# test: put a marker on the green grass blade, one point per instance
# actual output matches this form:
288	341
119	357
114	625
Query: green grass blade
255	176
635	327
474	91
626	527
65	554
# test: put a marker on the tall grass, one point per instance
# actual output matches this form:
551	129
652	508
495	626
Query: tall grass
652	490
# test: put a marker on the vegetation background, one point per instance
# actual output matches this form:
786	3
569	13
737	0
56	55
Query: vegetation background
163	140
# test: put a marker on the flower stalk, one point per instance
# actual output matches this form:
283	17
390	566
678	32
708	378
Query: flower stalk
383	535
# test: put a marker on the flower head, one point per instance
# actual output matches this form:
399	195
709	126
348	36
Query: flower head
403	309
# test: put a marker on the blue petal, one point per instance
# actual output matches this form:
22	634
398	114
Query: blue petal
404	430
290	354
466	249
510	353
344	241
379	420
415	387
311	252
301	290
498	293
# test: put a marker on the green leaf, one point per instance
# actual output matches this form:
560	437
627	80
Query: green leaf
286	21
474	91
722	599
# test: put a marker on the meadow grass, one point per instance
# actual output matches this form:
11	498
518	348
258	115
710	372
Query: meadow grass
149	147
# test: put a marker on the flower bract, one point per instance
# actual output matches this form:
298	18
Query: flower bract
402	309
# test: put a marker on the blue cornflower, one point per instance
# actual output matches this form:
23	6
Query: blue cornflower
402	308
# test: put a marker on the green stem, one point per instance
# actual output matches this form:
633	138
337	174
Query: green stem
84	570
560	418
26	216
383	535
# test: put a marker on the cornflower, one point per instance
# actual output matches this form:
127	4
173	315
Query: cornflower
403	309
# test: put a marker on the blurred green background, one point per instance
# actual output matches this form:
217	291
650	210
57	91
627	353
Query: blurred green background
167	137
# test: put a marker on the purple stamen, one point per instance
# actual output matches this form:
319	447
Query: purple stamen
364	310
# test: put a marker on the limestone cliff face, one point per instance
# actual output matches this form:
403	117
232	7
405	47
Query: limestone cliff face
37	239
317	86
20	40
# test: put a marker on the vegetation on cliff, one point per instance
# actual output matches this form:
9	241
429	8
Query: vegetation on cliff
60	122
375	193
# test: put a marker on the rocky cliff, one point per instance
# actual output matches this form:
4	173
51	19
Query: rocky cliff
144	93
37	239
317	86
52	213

══════

Aim of the exercise –
Copy out all of the lines above exactly.

Task solution –
# test: put a marker on the green grass blade, one point per instance
# actual output matches this form:
288	341
119	357
114	625
Query: green grass blade
255	176
635	327
474	91
626	527
65	554
# test: put a marker on the tall grass, one point per instance
# actual output matches this form:
551	129
652	508
495	626
Query: tall grass
652	490
# test: put a marker on the vegetation background, one point per instance
# actual output matches this form:
786	3
569	13
737	0
56	55
Query: vegetation background
163	140
# test: put a marker on the flower stalk, one point per instance
# actual output matches this form:
283	17
390	566
678	32
708	378
Query: flower stalk
383	535
# test: put a marker on the flower head, one point per instance
# actual output matches this form:
399	195
709	126
348	36
Query: flower head
403	309
# test: put a marker on the blue petal, one point per instance
# actual output matches this form:
22	634
398	114
Query: blue petal
404	430
290	354
466	249
510	353
344	241
379	420
415	387
311	252
301	290
498	293
# test: put a marker on the green leaf, one point per instance
# actual output matches this form:
560	437
627	80
Query: green leaf
286	21
474	91
722	599
# test: put a marker on the meadow grass, one point per instance
# actual output matches this form:
11	498
518	348
258	115
710	372
Query: meadow grass
149	147
# test: put a marker on the flower bract, one point per instance
# actual output matches this form:
298	18
Query: flower bract
402	309
# test: put a marker on the blue cornflower, one point per instance
# actual output matches this form:
23	6
Query: blue cornflower
402	308
# test: put a marker on the green stem, one point per instance
# actual output matches this form:
633	138
337	174
Query: green stem
84	570
560	418
26	216
383	535
# test: put a marker on the cornflower, one point per instance
# actual output matches this form:
127	4
173	315
Query: cornflower
403	309
# test: put a marker on the blurred green background, one point per instance
# actual output matches this form:
217	291
650	210
57	91
627	353
Query: blurred green background
167	137
# test: put a marker on the purple stamen, one point per instance
# actual output matches this form:
319	447
Query: purple stamen
364	310
# test: put a marker on the limestone cliff face, one point per instance
# actual output matches this form:
403	117
232	7
405	47
Query: limestone cliff face
37	239
317	86
20	40
# test: put a marker on the vegetation on cliff, one point per instance
# actual output matches this form:
9	241
429	8
Query: vegetation on cliff
60	122
375	193
# test: put a marker on the rocky cliff, one point per instance
# actual output matches this form:
4	173
51	19
Query: rocky cliff
144	93
37	239
317	86
52	213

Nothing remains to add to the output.